[start of Stored data]

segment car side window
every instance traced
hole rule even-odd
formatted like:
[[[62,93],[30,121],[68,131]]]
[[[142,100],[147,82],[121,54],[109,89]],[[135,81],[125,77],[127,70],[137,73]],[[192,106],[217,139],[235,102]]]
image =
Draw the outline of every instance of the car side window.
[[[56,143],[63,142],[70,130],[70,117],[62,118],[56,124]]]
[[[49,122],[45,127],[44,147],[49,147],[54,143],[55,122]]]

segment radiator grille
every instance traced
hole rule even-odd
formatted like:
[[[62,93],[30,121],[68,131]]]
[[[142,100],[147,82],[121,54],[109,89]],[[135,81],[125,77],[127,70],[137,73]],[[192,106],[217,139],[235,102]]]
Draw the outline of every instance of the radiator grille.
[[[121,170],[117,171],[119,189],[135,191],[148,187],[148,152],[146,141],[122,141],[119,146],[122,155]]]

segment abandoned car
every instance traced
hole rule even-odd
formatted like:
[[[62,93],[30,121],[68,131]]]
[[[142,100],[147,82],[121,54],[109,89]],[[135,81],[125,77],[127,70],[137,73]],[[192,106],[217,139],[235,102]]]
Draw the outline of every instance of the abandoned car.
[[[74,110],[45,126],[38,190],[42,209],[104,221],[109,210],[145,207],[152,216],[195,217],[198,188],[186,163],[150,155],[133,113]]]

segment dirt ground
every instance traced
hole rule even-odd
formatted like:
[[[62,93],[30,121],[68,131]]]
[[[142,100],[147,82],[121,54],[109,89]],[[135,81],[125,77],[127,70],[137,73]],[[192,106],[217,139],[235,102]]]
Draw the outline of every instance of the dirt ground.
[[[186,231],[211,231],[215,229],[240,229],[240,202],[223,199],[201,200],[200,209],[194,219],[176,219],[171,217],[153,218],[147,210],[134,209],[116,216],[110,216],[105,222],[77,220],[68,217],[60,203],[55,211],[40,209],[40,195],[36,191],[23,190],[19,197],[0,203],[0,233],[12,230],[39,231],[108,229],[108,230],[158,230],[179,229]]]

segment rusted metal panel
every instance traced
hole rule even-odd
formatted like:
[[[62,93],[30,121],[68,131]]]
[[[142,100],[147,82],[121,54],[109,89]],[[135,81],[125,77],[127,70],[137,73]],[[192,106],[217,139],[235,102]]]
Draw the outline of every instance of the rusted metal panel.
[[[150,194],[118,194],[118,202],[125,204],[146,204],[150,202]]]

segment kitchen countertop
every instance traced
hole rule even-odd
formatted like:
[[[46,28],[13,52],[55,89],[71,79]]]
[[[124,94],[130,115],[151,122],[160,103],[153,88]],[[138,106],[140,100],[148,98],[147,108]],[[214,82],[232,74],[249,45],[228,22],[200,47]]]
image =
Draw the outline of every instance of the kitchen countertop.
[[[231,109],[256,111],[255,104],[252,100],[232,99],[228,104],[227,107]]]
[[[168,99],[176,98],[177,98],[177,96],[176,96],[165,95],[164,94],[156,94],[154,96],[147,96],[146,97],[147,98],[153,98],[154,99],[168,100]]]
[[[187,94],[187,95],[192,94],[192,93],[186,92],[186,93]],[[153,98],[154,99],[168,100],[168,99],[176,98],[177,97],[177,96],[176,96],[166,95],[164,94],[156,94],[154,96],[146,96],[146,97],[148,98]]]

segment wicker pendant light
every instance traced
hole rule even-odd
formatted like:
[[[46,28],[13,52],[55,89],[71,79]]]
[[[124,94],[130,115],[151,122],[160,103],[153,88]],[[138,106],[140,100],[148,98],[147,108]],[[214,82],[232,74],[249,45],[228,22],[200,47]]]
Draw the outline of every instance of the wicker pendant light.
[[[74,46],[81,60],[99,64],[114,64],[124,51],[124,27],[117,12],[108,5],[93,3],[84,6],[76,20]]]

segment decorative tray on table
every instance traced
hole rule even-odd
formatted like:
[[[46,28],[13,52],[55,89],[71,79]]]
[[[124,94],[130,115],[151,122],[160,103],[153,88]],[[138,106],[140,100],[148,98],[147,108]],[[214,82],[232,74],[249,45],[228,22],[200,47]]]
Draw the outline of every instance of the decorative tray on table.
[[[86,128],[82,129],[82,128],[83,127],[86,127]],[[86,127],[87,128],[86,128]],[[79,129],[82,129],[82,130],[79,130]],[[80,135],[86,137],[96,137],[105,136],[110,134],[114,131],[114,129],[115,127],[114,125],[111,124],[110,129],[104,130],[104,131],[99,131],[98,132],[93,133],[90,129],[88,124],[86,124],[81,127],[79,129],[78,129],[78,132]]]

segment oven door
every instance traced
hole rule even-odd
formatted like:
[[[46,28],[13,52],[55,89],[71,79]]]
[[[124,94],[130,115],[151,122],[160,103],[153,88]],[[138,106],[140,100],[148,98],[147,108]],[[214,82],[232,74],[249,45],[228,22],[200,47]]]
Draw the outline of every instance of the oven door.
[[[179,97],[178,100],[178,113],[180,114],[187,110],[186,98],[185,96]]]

[end of Stored data]

## The problem
Copy all the records above precisely.

## Result for this exercise
segment car side window
every instance traced
hole rule even-odd
formatted like:
[[[62,93],[30,121],[68,131]]]
[[[142,100],[147,82],[121,54],[109,89]],[[135,81],[125,77],[127,70],[137,73]],[[192,106],[217,139],[235,102]]]
image =
Draw the outline of every instance of the car side window.
[[[56,143],[63,142],[70,130],[70,117],[62,118],[56,124]]]
[[[49,122],[45,127],[44,147],[49,147],[54,143],[55,122]]]

segment radiator grille
every instance traced
hole rule even-odd
formatted like:
[[[62,93],[30,121],[68,131]]]
[[[142,100],[147,82],[121,54],[109,89]],[[135,81],[125,77],[127,70],[137,73]],[[192,106],[217,139],[235,102]]]
Draw the outline of every instance of the radiator grille.
[[[121,170],[117,171],[119,189],[135,191],[148,187],[148,152],[146,141],[122,141],[119,146],[122,155]]]

segment abandoned car
every instance traced
hole rule even-odd
formatted like:
[[[62,93],[30,121],[68,131]]]
[[[142,100],[147,82],[121,54],[109,89]],[[135,81],[125,77],[127,70],[137,73]],[[192,106],[217,139],[235,102]]]
Draw the outline of every instance of the abandoned car.
[[[74,110],[45,126],[38,190],[42,209],[104,221],[109,210],[145,207],[152,216],[195,217],[198,188],[186,163],[150,155],[133,113]]]

segment dirt ground
every instance traced
hole rule even-odd
formatted like:
[[[62,93],[30,121],[68,131]]]
[[[142,100],[147,82],[121,54],[109,89]],[[135,81],[125,77],[127,70],[137,73]],[[192,106],[217,139],[235,102]]]
Draw the outline of every instance of the dirt ground.
[[[186,231],[211,231],[215,229],[240,229],[240,202],[223,199],[201,200],[200,209],[194,219],[176,219],[171,217],[153,218],[147,210],[134,209],[116,216],[110,216],[105,222],[77,220],[68,217],[60,203],[55,211],[40,209],[40,195],[36,191],[23,190],[19,197],[0,203],[0,233],[12,230],[39,231],[108,229],[108,230],[158,230],[179,229]]]

segment rusted metal panel
every instance traced
hole rule even-odd
formatted like:
[[[62,93],[30,121],[68,131]]]
[[[142,100],[147,82],[121,54],[109,89]],[[135,81],[125,77],[127,70],[137,73]],[[192,106],[217,139],[235,102]]]
Draw the outline of every instance of the rusted metal panel.
[[[150,194],[118,194],[118,202],[125,204],[146,204],[150,202]]]

segment kitchen countertop
every instance traced
hole rule even-odd
formatted like:
[[[46,28],[13,52],[55,89],[71,79]]]
[[[124,94],[130,115],[151,122],[160,103],[153,88]],[[138,106],[140,100],[148,98],[147,108]],[[214,82],[232,74],[249,45],[228,22],[200,47]]]
image =
Draw the outline of every instance of the kitchen countertop.
[[[231,109],[256,111],[255,104],[252,100],[232,99],[228,104],[227,107]]]
[[[168,99],[176,98],[177,98],[177,96],[176,96],[165,95],[164,94],[156,94],[154,96],[147,96],[146,97],[147,98],[153,98],[154,99],[168,100]]]
[[[187,94],[187,95],[192,94],[192,93],[186,92],[186,93]],[[153,98],[154,99],[168,100],[168,99],[176,98],[177,97],[177,96],[176,96],[166,95],[164,94],[156,94],[154,96],[146,96],[146,97],[148,98]]]

segment wicker pendant light
every instance traced
hole rule even-odd
formatted like:
[[[46,28],[13,52],[55,89],[71,79]]]
[[[124,94],[130,115],[151,122],[160,103],[153,88]],[[138,106],[140,100],[148,98],[147,108]],[[214,82],[232,74],[249,45],[228,22],[200,47]]]
Draw the outline of every instance of the wicker pendant light.
[[[74,46],[81,60],[99,64],[114,64],[124,51],[124,27],[117,12],[108,5],[93,3],[84,6],[76,20]]]

segment decorative tray on table
every instance traced
hole rule even-odd
formatted like:
[[[46,28],[13,52],[55,89],[71,79]]]
[[[124,94],[130,115],[151,122],[160,103],[153,88]],[[138,106],[140,100],[148,98],[147,108]],[[214,82],[232,74],[249,45],[228,22],[200,47]]]
Draw the outline of every instance of the decorative tray on table.
[[[86,128],[82,129],[82,128],[83,127],[86,127]],[[86,127],[87,128],[86,128]],[[79,129],[82,129],[82,130],[79,130]],[[80,135],[86,137],[96,137],[105,136],[110,134],[114,131],[114,129],[115,127],[114,125],[111,124],[110,129],[104,130],[104,131],[99,131],[98,132],[93,133],[90,129],[88,124],[86,124],[81,127],[79,129],[78,129],[78,132]]]

segment oven door
every instance traced
hole rule even-odd
formatted like:
[[[46,28],[13,52],[55,89],[71,79]]]
[[[124,94],[130,115],[151,122],[160,103],[153,88]],[[138,106],[140,100],[148,98],[147,108]],[[214,82],[232,74],[249,45],[228,22],[200,47]]]
Draw the outline of every instance of the oven door.
[[[179,97],[178,100],[178,113],[180,114],[187,110],[186,98],[185,96]]]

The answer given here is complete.